Final Report Summary - IITW (Islands in the West)

Islands in the West

Project objectives
The project ‘Islands in the West’ focused on some of the mythological islands of immortality of pre-Christian and medieval Europe, and particularly on the reception of this mythological complex in medieval Iceland. The main aim of the project was to deepen our understanding of the longue durée of some Old Norse-Icelandic literary motifs connected with transmarine otherworlds and of the mechanisms and processes of religious and cultural contact in early European history.
The empirical starting point of the project was the motif complex of the paradisiacal transmarine otherworlds of immortality of medieval north-western Europe and the ancient Mediterranean. Some of these otherworlds – like the Glæsisvellir in Scandinavia, the Isle of Avalon of Arthurian literature, and the Graeco-Roman ‘Islands of the Blessed’ – show remarkable similarities: recurrently, such ‘islands of immortality’ are described as places of a supernatural extension of life and as gardens of miraculous abundance where no agricultural labour is necessary, and are ruled by supernatural, priestly, or magical female figures who receive their (male) visitors with utmost liberality.
The combination of these and other motifs can be found equally in the mythologies of Greece, Rome, and Etruria, in ‘Celtic’ western Europe, and in medieval Scandinavia. This raises the two main questions of the project:

• Are these similarities due to early religious contacts (as it has recurrently been suggested by earlier scholarship)? Or are they the result of a purely literary reception or of independent parallel developments?
• What does this material indicate about the mechanisms of religious contact in ancient and early medieval Europe?

Work performed since the beginning of the project
Since the beginning of the project, a close study has been undertaken of Old Norse, medieval Irish, Arthurian, continental Celtic, Etruscan, Roman, and Greek engagements with the motif of an ‘island of immortality’, transmarine otherworlds, and paradisiacal islands of the dead. This study has, in an interdisciplinary perspective, brought together a broad spectrum of material that reflects engagements with ideas of transmarine otherworlds in sources as diverse as Old Norse saga literature, medieval Latin cosmographical writing, Old French poetry, medieval world maps, vernacular Irish as well as Hiberno-Latin literature, Viking Age burial customs, classical ethnographic writing, Etruscan funerary iconography, and classical Latin and Greek literature and epigraphy.

Dataset lines on where objects appear
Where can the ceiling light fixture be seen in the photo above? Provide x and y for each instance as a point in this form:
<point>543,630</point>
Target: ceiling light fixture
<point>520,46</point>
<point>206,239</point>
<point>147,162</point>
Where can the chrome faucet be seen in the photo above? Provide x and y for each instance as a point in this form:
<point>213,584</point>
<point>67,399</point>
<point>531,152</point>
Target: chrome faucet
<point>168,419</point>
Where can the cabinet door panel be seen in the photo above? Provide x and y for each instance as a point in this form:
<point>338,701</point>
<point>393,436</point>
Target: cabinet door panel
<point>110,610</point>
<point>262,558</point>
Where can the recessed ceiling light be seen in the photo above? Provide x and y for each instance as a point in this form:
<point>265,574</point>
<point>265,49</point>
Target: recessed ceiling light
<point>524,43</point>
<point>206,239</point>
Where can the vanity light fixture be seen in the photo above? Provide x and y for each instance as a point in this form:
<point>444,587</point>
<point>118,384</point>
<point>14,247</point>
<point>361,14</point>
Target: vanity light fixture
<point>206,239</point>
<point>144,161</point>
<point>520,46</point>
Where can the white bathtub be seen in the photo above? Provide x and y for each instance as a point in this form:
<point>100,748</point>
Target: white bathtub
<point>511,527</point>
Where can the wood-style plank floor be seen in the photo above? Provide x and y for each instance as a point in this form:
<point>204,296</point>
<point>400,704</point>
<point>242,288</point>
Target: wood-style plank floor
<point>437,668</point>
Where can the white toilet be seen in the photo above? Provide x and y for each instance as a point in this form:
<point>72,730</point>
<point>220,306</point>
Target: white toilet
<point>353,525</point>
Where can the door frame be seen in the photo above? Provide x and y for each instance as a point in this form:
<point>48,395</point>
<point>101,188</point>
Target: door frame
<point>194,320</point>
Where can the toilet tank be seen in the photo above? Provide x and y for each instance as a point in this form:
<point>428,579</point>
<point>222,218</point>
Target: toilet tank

[OBJECTIVE] Please reproduce the project summary word for word, everything from "Project objectives" down to "early European history.".

[OUTPUT OF THE EXERCISE]
Project objectives
The project ‘Islands in the West’ focused on some of the mythological islands of immortality of pre-Christian and medieval Europe, and particularly on the reception of this mythological complex in medieval Iceland. The main aim of the project was to deepen our understanding of the longue durée of some Old Norse-Icelandic literary motifs connected with transmarine otherworlds and of the mechanisms and processes of religious and cultural contact in early European history.